### TASK PROMPT:
A single number is the answer: the count of lines in the listing below that contain "black".
____________________
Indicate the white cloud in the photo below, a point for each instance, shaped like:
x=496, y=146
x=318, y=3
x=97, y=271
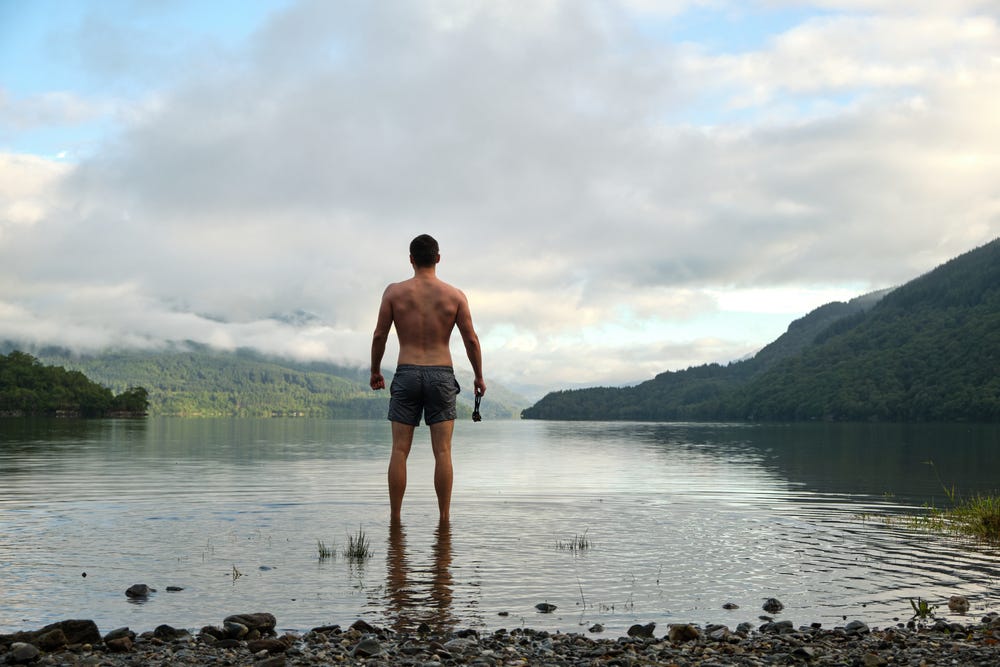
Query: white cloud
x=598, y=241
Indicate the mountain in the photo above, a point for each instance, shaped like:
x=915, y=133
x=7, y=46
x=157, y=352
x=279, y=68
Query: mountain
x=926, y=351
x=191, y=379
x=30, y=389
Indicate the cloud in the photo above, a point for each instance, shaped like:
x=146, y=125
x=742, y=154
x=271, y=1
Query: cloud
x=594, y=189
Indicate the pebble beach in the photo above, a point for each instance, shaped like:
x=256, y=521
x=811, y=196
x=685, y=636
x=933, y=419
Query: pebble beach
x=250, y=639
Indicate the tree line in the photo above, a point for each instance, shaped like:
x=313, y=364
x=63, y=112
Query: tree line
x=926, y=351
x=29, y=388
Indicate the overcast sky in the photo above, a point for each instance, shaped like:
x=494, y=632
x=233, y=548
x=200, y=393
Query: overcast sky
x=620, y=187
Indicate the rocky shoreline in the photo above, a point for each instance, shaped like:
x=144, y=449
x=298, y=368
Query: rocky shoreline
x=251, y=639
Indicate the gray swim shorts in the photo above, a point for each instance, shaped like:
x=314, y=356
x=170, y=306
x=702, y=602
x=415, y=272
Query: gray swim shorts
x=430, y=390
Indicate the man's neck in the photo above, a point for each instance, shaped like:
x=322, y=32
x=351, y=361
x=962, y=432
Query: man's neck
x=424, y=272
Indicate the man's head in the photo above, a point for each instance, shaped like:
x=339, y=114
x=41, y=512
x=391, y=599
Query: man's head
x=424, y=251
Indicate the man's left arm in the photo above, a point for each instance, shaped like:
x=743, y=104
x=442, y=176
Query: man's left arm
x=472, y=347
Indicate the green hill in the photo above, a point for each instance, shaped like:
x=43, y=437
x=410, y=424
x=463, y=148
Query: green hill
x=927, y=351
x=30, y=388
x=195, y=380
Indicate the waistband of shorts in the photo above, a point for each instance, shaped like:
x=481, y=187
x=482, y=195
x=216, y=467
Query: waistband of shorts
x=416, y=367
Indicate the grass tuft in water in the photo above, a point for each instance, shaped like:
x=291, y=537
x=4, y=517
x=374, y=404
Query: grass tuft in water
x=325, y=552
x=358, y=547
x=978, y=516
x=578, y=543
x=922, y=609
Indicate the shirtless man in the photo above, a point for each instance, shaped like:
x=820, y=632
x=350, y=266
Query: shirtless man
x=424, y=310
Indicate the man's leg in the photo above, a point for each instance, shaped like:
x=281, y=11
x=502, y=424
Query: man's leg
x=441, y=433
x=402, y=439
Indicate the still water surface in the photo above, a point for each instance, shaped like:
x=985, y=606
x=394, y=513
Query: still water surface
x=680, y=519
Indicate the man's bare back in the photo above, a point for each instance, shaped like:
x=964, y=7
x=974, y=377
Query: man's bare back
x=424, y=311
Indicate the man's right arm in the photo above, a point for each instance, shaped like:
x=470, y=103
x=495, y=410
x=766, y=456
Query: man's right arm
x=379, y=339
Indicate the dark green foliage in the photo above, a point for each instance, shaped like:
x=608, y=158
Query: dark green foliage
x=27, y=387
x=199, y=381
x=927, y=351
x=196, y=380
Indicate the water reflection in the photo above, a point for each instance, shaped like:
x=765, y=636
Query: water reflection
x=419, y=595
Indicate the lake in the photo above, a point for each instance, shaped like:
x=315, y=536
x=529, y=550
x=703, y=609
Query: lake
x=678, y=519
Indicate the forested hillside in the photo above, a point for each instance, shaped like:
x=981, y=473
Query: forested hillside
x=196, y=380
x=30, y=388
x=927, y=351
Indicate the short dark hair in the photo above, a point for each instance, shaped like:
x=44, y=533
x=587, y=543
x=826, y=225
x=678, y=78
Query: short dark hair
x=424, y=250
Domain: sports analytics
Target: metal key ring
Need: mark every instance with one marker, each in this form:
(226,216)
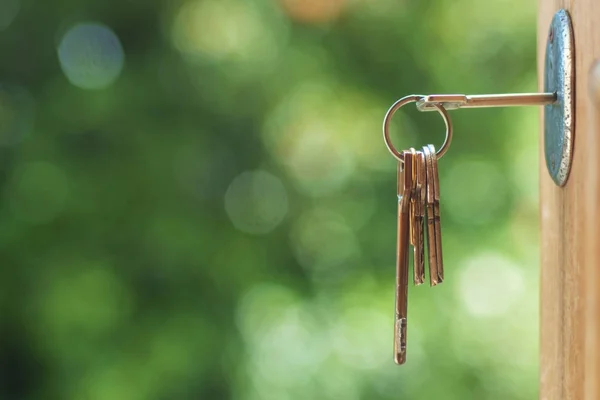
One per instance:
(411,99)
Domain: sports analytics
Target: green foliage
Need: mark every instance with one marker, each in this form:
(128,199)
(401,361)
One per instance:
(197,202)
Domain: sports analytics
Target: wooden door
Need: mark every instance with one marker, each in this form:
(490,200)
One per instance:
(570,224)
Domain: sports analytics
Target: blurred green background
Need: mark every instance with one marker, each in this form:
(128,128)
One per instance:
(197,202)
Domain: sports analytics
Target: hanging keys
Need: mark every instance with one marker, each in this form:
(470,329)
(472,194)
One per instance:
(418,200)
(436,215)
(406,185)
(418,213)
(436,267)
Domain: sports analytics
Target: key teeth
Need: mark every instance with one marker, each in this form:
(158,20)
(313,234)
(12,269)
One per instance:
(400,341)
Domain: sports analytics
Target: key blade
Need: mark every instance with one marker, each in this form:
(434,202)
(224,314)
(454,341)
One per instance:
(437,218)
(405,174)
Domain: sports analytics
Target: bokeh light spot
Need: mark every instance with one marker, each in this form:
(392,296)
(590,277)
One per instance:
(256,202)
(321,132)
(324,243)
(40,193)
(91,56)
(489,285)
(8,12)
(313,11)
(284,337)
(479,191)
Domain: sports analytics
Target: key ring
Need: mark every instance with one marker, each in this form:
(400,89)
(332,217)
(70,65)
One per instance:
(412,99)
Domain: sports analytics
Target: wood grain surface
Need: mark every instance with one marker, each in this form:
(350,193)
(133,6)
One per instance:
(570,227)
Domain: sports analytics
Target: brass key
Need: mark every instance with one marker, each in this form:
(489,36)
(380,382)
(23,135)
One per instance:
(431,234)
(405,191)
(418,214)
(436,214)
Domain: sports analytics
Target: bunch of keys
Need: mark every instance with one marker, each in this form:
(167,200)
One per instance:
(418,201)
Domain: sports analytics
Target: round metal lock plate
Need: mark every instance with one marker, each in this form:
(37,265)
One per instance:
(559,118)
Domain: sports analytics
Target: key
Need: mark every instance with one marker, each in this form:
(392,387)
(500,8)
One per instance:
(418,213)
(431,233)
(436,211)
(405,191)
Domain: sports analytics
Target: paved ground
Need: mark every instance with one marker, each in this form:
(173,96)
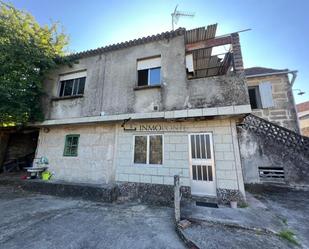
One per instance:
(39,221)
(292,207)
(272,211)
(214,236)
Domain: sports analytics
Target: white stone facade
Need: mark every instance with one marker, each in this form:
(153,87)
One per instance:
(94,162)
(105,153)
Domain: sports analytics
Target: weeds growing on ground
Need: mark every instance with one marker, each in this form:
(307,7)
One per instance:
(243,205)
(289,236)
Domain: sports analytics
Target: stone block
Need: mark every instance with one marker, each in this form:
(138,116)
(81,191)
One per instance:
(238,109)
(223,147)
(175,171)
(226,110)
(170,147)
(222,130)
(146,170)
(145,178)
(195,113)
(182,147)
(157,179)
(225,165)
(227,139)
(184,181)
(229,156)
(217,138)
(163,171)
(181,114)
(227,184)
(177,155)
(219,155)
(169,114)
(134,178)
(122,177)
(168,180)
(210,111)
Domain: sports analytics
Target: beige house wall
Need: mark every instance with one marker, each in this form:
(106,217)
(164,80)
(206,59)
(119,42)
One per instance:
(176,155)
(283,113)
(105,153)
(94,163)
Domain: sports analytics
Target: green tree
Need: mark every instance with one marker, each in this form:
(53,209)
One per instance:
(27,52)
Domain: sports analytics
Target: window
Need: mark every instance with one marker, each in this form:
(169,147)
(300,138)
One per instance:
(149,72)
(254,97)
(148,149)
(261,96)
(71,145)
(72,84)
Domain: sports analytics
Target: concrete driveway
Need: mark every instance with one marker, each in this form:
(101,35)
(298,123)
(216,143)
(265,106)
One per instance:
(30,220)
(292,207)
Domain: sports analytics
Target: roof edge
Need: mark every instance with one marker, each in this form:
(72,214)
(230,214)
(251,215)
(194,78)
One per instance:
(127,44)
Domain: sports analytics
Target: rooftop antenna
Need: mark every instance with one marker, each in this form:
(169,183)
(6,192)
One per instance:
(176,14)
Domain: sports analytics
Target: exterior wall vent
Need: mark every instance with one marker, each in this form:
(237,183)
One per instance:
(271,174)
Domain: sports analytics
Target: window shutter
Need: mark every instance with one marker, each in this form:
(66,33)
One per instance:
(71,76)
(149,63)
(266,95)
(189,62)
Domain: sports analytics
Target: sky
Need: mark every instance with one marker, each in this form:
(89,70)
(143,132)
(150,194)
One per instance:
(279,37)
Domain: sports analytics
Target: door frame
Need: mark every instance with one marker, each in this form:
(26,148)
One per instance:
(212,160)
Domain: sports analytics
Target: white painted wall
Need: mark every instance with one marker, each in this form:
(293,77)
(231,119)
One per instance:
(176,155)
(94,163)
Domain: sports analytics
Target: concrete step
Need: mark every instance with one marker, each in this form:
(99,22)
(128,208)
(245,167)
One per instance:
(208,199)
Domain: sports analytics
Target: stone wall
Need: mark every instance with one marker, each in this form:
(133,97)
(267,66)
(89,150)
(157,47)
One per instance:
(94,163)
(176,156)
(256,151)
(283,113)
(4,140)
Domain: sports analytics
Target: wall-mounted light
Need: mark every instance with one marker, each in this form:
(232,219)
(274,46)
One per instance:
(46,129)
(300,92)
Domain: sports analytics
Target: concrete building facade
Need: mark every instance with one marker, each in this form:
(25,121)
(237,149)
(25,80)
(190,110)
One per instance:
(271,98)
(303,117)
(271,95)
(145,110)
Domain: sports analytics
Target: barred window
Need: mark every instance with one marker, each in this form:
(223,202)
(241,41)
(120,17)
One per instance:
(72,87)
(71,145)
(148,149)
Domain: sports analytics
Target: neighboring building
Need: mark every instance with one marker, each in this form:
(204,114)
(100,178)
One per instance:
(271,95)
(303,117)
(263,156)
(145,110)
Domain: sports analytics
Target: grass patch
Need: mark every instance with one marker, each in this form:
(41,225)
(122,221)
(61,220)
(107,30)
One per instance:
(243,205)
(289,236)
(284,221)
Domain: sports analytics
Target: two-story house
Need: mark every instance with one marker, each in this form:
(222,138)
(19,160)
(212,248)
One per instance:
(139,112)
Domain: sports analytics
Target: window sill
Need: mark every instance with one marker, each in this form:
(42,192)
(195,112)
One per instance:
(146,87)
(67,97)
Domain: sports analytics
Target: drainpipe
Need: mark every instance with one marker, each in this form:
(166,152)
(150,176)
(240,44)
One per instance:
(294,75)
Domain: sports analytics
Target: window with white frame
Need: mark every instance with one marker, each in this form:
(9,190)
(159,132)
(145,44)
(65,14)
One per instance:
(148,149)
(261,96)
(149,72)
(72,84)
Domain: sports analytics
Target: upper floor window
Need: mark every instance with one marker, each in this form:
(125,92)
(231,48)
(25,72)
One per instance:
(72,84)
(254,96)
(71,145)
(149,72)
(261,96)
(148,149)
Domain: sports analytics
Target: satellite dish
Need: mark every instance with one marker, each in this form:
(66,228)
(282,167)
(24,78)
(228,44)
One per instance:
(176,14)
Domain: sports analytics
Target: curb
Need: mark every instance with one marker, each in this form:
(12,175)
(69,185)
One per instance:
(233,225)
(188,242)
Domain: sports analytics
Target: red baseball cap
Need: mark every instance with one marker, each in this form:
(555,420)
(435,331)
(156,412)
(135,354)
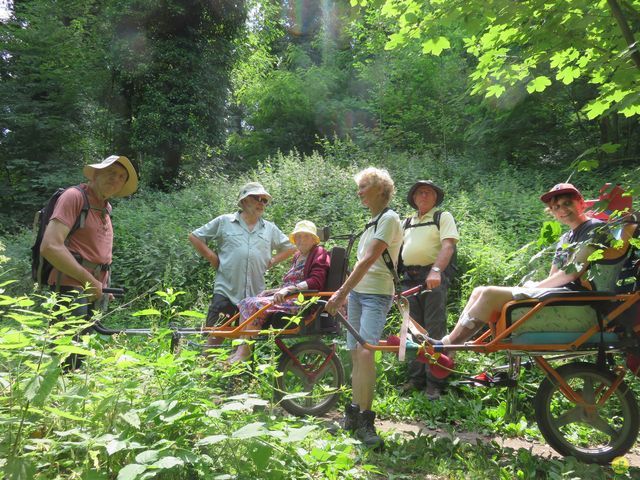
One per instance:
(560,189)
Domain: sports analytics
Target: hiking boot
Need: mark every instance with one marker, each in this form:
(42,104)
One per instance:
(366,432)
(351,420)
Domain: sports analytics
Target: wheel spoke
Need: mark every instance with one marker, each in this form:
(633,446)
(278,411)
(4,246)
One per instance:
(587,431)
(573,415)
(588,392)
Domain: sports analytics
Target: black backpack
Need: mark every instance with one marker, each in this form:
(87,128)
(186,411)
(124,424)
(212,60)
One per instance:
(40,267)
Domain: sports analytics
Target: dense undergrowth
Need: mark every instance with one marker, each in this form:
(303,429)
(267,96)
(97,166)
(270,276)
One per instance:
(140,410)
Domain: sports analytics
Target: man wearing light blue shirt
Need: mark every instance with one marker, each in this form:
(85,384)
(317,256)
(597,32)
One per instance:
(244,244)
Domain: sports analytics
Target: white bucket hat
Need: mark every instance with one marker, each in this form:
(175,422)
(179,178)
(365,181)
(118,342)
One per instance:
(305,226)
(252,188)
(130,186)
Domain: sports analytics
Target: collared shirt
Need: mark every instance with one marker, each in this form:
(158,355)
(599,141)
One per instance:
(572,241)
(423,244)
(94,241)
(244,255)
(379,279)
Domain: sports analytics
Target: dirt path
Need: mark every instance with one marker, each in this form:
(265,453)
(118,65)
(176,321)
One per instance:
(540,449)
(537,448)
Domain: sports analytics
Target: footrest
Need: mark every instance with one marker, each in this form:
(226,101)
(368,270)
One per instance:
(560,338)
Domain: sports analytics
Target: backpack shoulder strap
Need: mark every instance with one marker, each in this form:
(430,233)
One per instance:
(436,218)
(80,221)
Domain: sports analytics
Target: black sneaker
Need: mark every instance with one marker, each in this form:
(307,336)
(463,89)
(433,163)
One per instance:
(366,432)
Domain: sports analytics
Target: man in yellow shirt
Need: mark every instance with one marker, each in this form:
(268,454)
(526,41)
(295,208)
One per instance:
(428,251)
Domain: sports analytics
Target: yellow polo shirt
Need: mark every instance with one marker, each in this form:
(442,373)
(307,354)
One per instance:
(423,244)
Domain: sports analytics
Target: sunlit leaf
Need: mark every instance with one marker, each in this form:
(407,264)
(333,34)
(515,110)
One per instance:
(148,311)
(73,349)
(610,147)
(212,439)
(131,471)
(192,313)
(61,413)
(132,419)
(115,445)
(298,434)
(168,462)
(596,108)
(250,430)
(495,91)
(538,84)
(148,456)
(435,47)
____________________
### RESULT OF THIS TASK:
2